— start —
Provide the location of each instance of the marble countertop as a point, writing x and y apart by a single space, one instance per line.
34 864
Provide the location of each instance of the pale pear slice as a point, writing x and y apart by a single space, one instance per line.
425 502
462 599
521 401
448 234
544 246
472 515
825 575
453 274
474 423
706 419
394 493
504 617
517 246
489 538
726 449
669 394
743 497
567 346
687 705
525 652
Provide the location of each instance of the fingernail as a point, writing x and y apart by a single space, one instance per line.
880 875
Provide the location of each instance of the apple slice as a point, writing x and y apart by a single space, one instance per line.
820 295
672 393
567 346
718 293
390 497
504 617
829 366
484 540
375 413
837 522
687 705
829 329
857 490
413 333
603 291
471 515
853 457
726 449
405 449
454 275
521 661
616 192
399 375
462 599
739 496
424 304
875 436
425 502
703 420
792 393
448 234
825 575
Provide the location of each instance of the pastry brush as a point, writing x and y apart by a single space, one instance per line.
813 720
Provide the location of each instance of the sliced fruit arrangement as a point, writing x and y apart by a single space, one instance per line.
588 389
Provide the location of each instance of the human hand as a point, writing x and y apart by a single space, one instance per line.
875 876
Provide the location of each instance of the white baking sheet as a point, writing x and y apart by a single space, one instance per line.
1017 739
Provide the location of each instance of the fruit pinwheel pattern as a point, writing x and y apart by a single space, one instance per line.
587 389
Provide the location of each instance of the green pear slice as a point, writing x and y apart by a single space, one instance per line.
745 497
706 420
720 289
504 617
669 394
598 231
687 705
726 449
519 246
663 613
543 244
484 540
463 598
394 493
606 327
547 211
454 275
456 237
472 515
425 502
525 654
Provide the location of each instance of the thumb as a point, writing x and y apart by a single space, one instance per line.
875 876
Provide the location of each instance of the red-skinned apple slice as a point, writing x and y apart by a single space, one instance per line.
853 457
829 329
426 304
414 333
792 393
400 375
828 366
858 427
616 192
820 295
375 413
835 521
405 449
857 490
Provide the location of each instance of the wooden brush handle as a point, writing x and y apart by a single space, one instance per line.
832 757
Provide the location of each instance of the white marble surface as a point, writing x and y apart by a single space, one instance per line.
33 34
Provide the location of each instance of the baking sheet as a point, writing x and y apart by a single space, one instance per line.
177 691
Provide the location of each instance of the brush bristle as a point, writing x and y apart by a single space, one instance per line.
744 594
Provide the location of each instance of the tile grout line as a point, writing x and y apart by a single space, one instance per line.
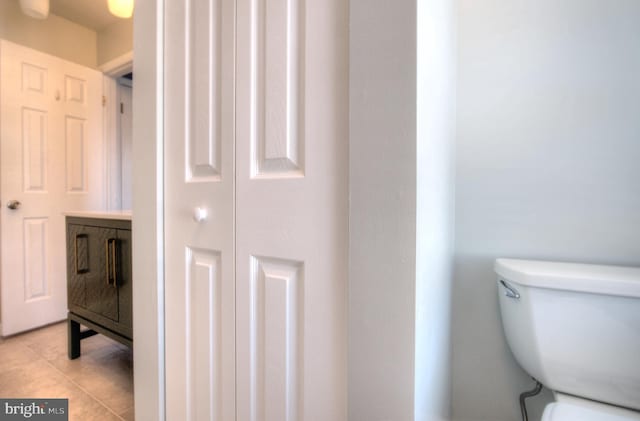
73 382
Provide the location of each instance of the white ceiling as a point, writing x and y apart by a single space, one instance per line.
93 14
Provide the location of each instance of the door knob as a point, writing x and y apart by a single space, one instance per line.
200 214
13 204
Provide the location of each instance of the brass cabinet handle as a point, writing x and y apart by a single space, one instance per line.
114 264
107 266
77 267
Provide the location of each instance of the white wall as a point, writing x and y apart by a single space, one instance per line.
54 35
436 79
401 114
547 165
115 40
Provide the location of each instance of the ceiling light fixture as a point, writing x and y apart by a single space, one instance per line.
38 9
121 8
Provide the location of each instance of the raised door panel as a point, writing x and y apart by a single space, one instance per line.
199 208
291 210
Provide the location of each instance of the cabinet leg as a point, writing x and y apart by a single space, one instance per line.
74 339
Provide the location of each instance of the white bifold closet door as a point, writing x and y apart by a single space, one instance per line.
256 206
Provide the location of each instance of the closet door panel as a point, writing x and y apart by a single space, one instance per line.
199 203
291 209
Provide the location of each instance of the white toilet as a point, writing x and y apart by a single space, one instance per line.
576 329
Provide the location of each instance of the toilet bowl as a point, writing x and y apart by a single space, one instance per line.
569 408
576 329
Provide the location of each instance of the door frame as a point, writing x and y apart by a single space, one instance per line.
148 218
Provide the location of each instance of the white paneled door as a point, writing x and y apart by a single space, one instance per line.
51 161
256 205
199 206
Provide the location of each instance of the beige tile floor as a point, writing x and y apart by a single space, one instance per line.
99 384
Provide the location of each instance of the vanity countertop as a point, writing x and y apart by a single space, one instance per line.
117 214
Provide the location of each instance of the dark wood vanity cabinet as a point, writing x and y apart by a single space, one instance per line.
99 285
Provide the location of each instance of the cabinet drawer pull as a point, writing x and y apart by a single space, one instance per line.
84 268
114 263
107 266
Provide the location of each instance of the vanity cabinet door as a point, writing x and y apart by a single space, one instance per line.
93 277
124 286
99 275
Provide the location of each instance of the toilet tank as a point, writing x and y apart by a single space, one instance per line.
574 327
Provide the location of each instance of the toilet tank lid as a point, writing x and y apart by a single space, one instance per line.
598 279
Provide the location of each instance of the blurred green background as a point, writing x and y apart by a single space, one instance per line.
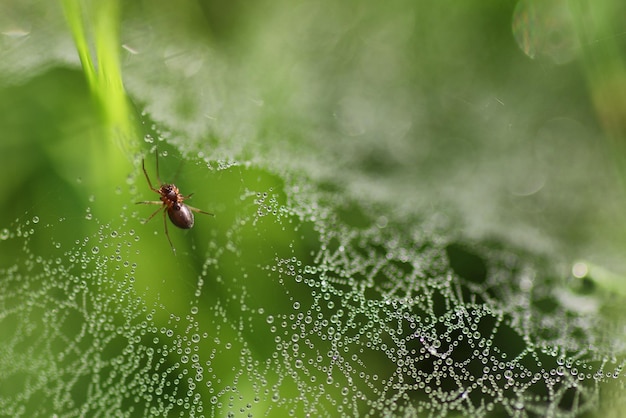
496 120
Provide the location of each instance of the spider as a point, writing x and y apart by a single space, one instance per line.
171 203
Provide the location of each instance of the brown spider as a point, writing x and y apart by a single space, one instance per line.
171 202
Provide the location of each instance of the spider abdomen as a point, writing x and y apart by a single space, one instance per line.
180 215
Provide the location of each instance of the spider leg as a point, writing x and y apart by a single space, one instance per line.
199 210
156 154
167 234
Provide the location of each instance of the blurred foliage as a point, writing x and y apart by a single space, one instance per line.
503 118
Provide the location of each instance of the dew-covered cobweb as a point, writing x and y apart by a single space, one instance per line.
299 309
332 280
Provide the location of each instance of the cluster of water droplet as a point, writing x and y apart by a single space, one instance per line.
294 311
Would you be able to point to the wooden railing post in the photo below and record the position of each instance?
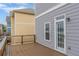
(22, 39)
(34, 39)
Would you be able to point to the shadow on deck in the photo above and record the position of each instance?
(32, 49)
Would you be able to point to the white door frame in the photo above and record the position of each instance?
(64, 19)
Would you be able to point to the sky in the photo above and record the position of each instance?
(5, 8)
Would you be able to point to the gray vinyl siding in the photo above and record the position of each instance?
— end —
Retype the whole listing exactly and leave the pictures out.

Solution:
Provide the location of each instance of the marble countertop as a point, writing x and y apart by a single space, one instance per line.
34 864
Provide the location of each instance of the pale pear slice as a point, writing x and y apart by a single space, one instance per line.
425 502
462 599
521 401
448 234
544 246
472 515
825 575
453 274
474 423
706 419
394 493
504 617
517 246
489 538
726 449
669 394
743 497
567 346
687 705
525 652
Provide the location of each instance of the fingernail as a point, writing x and y apart by a single space, one instance per line.
880 875
Provide the location of each instance of the apple slice as a point, writing x and y apart by a single space, one instance per line.
820 295
672 393
567 346
718 293
390 497
504 617
829 366
484 540
375 413
837 522
687 705
829 329
857 490
413 333
603 291
471 515
853 457
726 449
405 449
454 275
521 661
616 192
399 375
462 599
739 496
424 304
875 436
425 502
703 420
792 393
448 234
825 575
Provide the location of each instance of the pastry brush as a point, writing x and y apart by a single space, one instance per line.
813 720
Provide the location of each instance of the sliced fruit arrangement as a point, writing x and y apart by a single space, one instance per line.
588 389
Provide the location of each instance of the human hand as a point, writing x and y apart by a single space, one instance per line.
875 876
Provide the location of each instance of the white baking sheet as a point, writing x and y apart by a single space, one instance per line.
1017 739
Provide the location of each instance of the fruit pinwheel pattern as a point, writing x and y apart by a single space, one instance per line.
587 389
Provide the location of each instance of the green pear slice as a point, writing x and y apart by a single space, one instance per line.
745 497
706 420
720 289
504 617
669 394
598 231
687 705
726 449
519 246
663 613
543 244
484 540
463 598
394 493
606 327
547 211
454 275
456 237
472 515
425 502
525 654
Provide the location of each instance of the thumb as a point, writing x and y apart by a single space, one instance per line.
875 876
Provide the location of each instance of the red-skinned apple slice as a point, writing x and y apart by a single space, one instance per line.
853 457
829 329
426 304
414 333
792 393
400 375
828 366
858 427
616 192
820 295
375 413
835 521
405 449
857 490
Provide the location of each instance of the wooden brush handle as a point, writing x and y apart by a single space, one instance per line.
832 757
Provide the location of each instance of the white marble surface as a point, writing x and y apart by a single space, one instance per line.
33 34
Provide the location of each instance of the baking sheet as a point, writing x and y apart by a single space, one instance per line.
177 691
Provide the location of each instance of the brush bristle as a point, writing x and y apart by a single space, one instance per line.
744 594
Provide the location of each instance of the tile grout line as a point, writing x and y apart by a single space, one instance per line.
73 382
Provide the location of each instance of the white ceiling as a point, writing x and y apart by a single space, one instance per line.
93 14
Provide the location of each instance of the door knob as a point, writing x and y apart by a single space, one instance per line.
200 214
13 204
Provide the location of each instance of the brass cabinet handle as a point, writing x and y apart by a single space, one instance per line.
114 264
107 266
77 267
Provide the location of each instance of the white wall as a point, writing x and y apart by a single space, one instance per line.
54 35
436 79
401 114
547 165
115 40
Provide the location of each instance of the ceiling light fixture as a point, writing x and y apart by a single space, one instance per line.
38 9
121 8
Provide the location of each instance of the raised door panel as a point, writing x and y apart by a single space, one instance per line.
199 208
291 210
Provide the location of each instance of the cabinet leg as a point, writing x and y apart by a single space, one instance per line.
74 339
Provide the location of each instance of the white bifold closet door as a point, writing x and y apart by a single space, one instance per line.
256 206
Provide the location of each instance of the closet door panel as a point, writing x and y apart by a single space, one instance per line.
199 203
291 209
Provide the location of each instance of the white toilet as a point, writing x and y apart by a single space, one instance per line.
576 329
Provide the location of each instance of the toilet bowl as a point, writing x and y apart by a single space, one instance per line.
569 408
576 329
Provide the location of each instance of the door frame as a point, writing x and y apart by a single space, one instance per line.
148 218
Provide the location of each instance of the white paneled door as a point, writing x and y apart by a single space, one instance per line.
51 161
256 205
199 206
Provide the location of each instance of the beige tile floor as a point, writing x and y apart by a single space, one instance per line.
99 384
Provide the location of each instance of the vanity countertop as a point, writing x and y apart by a single space, one instance per line.
117 214
Provide the location of each instance of the dark wood vanity cabinet as a point, writing x and y apart by a single space, one instance per line.
99 285
Provide the location of each instance of the cabinet drawer pull as a point, writing x and y apart by a single space, one instance per line.
84 268
114 263
107 266
Provide the location of each instance of the vanity cabinet door as a point, writing x and y apart by a single space, one instance per line.
93 277
124 286
99 275
Provide the location of each instance of the toilet tank as a point, writing x and y apart by a single space, one instance per line.
574 327
Provide the location of each instance of the toilet tank lid as a point, writing x and y apart by a single space, one instance per line.
598 279
Provide the location of each instance of the blurred green background as a point, writing x and y apart by a single space, one instance per line.
496 120
Provide the location of each instance of the spider as a point, writing x and y apart by a single space, one instance per line.
171 203
Provide the location of each instance of the brown spider as a point, writing x and y apart by a single space, one instance per line.
171 202
Provide the location of each instance of the spider abdomen as a point, writing x and y apart by a single space, one instance per line.
180 215
Provide the location of each instance of the spider leg as a point, writing x and y apart by a single space, one instance per line.
199 210
156 154
167 234
Provide the location of each instance of the blurred foliage as a point, writing x and y apart by a single space, one instance per line.
503 118
Provide the location of each instance of the dew-covered cobweb as a point, writing x and y apart by a single space, one instance per line.
299 309
332 280
Provide the location of each instance of the cluster of water droplet as a point, writing x and y apart by a single space, one instance per line.
294 311
Would you be able to point to the wooden railing post in the photo below and record the position of each instance?
(22, 39)
(34, 39)
Would you be able to point to the shadow on deck in the photo above and record the position of each instance?
(32, 49)
Would you be able to point to the white door frame in the photo above and record the position of each instance?
(64, 19)
Would you be able to point to the sky in the photo above and record the position of each instance?
(5, 8)
Would you be able to point to the gray vinyl siding in the photo above and record the position of each instance?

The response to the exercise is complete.